> [Task description]:
Copy every line of the listing exactly.

%%

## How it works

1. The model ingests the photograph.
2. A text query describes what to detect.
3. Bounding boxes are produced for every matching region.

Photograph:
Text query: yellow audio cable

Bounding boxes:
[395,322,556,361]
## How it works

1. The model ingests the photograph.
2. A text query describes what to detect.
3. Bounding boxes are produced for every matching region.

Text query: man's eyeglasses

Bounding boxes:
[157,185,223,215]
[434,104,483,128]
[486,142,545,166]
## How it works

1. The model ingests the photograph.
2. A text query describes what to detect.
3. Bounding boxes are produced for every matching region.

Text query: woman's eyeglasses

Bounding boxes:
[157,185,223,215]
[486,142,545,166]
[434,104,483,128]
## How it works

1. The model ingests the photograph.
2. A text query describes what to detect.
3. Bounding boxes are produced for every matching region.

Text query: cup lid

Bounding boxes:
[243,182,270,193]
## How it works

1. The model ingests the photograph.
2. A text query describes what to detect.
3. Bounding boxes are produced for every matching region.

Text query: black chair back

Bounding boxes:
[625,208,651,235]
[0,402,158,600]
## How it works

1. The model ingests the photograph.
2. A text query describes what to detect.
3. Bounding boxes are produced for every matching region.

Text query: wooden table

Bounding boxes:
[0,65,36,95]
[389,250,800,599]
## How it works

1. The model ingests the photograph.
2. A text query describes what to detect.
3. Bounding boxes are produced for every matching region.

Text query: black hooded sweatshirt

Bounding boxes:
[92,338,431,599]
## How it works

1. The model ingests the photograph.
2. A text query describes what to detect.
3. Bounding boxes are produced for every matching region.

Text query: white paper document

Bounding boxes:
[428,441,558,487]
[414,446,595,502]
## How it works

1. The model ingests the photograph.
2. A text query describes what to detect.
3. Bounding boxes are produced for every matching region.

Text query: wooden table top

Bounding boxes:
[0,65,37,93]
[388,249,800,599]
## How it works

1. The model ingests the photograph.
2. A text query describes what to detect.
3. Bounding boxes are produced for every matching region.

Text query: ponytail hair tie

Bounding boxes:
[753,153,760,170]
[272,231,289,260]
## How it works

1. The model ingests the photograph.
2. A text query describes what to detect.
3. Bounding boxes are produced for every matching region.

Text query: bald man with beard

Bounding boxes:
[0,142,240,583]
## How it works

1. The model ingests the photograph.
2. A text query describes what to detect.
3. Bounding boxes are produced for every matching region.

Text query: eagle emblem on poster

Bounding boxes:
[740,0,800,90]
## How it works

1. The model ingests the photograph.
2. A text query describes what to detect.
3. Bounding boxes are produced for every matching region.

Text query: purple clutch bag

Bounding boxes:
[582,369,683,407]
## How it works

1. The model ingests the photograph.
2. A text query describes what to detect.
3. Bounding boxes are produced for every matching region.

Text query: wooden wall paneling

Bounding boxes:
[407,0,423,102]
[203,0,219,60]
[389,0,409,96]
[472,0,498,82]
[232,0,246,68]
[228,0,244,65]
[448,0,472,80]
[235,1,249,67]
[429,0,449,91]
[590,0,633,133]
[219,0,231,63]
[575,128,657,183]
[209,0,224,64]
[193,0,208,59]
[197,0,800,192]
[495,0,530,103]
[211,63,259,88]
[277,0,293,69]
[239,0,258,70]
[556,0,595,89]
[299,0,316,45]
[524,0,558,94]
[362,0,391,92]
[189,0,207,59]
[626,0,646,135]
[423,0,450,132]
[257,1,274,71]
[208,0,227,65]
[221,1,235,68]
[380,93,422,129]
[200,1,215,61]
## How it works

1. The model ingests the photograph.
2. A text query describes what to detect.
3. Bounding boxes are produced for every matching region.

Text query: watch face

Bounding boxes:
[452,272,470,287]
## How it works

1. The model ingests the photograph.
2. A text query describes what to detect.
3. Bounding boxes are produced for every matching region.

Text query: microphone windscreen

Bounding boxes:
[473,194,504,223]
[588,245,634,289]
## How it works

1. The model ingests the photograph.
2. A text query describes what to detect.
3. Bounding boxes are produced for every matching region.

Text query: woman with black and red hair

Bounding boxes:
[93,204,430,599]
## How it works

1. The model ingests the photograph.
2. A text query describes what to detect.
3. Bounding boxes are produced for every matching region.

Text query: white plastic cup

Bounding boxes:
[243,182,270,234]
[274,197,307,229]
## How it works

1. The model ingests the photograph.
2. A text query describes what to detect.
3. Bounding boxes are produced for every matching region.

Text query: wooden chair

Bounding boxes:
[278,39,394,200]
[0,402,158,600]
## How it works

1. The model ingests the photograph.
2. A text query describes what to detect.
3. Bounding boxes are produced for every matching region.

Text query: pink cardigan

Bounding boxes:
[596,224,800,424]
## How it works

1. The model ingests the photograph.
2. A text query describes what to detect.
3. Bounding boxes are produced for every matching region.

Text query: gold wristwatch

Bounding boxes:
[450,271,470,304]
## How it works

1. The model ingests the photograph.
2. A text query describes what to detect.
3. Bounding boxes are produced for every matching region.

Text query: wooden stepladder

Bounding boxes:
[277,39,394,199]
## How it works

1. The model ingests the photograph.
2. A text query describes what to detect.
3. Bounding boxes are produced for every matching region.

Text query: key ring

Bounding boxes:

%%

> [Answer to this exercise]:
## How it works

1. The model ingests the photograph.
2. A text query describes what to detect.
3. Bounding boxes are produced for every matching region.

Photograph:
Text query: yellow audio cable

Bounding boxes:
[395,322,556,361]
## How it works

1. The model ingests the photograph.
2. A text query describes what to detect.
3. Bounding boxes are produced for every matching region.

Text query: man's eyeglasses

Bounding boxes:
[157,185,223,215]
[434,104,483,128]
[486,142,545,166]
## How it works

1. The model ingests the photograph.
2. A text query describes what to detect.
3. Bounding boxes are produced for every matching region.

Text query: woman's eyeglasses

Bounding boxes:
[157,185,223,215]
[486,142,545,166]
[434,104,483,128]
## How it works

1. The model ingests the photograph.
2. A text query describes what to detect.
3. Bounding boxes are produced for every matching region.

Text query: cup lid

Bounding boxes:
[243,182,270,193]
## How it works

1. The model ingests the photograph.
2. A text query describes what to detect.
3. Bounding boxes are produced for every matching region.

Text query: black chair back

Bounding boxes:
[625,208,651,235]
[0,402,158,600]
## How it works

1. The model ingests the photograph.
2. A text query describes what to detect.
3. Bounding boxes are produced for every matching region.

Text query: wooden table

Bounding boxes:
[0,65,36,95]
[389,250,800,599]
## How it works

1. The model ingests the photograph.
2. A text query describes what to detect.
3. Bounding boxes are produced for every matching region.

Text query: black hooded sweatshirt

Bounding boxes:
[92,338,431,599]
## How it works

1. The model ingests the photograph.
2. A text query describes what to detect.
3. Bounding boxes are produced for every matching region.

Text query: white paper document

Bounding boxes:
[428,441,558,487]
[414,446,595,502]
## How it works

1. The model ingests the photograph.
2. A text query describes what to detect.
3. Bounding boxes are produced for every matching region.

Text query: wooden table top

Bounding boxes:
[0,65,37,93]
[388,249,800,599]
## How it works

1. The model ingests the photograph.
2. A text query describes what to detect.
3. Bounding boxes are produced for every matching region.

Text query: ponytail hair tie

Bounding boxes:
[753,153,760,170]
[272,231,289,260]
## How it works

1. The model ingests the photograph.
2. A text query describes what to detect.
3. Bounding boxes are produced for every matching region.

Text query: bald man with beard

Bounding boxes:
[0,142,240,583]
## How it works

1. The model ingests the photograph.
2. A text query describes what to detect.
3. Bounding boxes are produced for every matching region.

Text query: eagle emblem on poster

Bounding boxes:
[740,0,800,90]
## How it works

1. The model ingests the photograph.
2. A text query describes what to detect.
3. Bounding boxes are produced for every matching region.

Text query: purple clutch bag

Bounding boxes:
[582,369,683,407]
## How it works

1. The model ingests the photograph.
2. A text query describes what to detect.
3. Bounding boxes are produced for every matching region.

Text query: wooden wall paneling

Bounding boxes:
[407,0,423,102]
[203,0,219,60]
[389,0,409,96]
[472,0,498,82]
[232,0,246,68]
[228,0,244,65]
[448,0,472,80]
[235,1,249,67]
[429,0,449,91]
[590,0,633,133]
[219,0,231,63]
[575,128,657,183]
[209,0,224,64]
[193,0,208,59]
[197,0,800,192]
[495,0,530,103]
[211,63,259,88]
[277,0,293,69]
[239,0,258,70]
[556,0,595,89]
[299,0,316,45]
[524,0,558,94]
[362,0,391,92]
[189,0,207,59]
[626,0,646,135]
[423,0,450,132]
[257,1,274,71]
[208,0,227,65]
[221,1,235,68]
[380,93,422,129]
[200,1,215,61]
## How it works

1. The model ingests the photograph.
2. A text query describes what to detect.
3. Bounding boxes are produced for every matching region.

Text query: watch face

Bounding boxes:
[452,272,470,287]
## How it works

1. The model ingests the photograph.
2. A text query describes what to detect.
3. Bounding boxes are produced for every matching region.

Text query: microphone windscreen

Bounding boxes:
[473,194,504,223]
[588,245,634,289]
## How it works

1. The model ingests the photograph.
2. A text query describes what to detect.
3. Bounding boxes are produced for every matching region.

Text query: woman with black and red hair

Bounding boxes:
[93,204,430,599]
## How it works

1. The model ingests the photograph.
2. A text query describes what to detect.
3. Bounding boxes are produced for every matching region.

Text query: white plastic cup

Bounding boxes:
[243,182,270,234]
[274,197,307,229]
## How it works

1. The model ingests the photograph.
2. A text query describes what to detect.
3. Bounding boxes are produced for every matching region.

Text query: wooden chair

Bounding boxes:
[278,39,394,200]
[0,402,158,600]
## How it works

1. The model ingests the photograph.
2. A text query describes what to detect.
3. Bounding boxes are produced for every matching region.

Text query: pink cardigan

Bounding boxes:
[596,224,800,424]
## How it works

1. The model ingests the photograph.
2. A text query describes what to detect.
3. Bounding boxes are produced for every matching region.

Text query: gold wristwatch

Bounding boxes:
[450,271,470,304]
## How it works

1. The model ingests the photograph.
2. A text query describes what to detect.
3. Bounding boxes are produced for every matching region.

Text query: wooden stepladder

Bounding boxes:
[277,39,394,199]
## How it works

1. The model ingests the photograph.
2. A text query describes what to detect.
3. Bounding boxes are produced for every matching region.

Text query: key ring

Bounding boxes:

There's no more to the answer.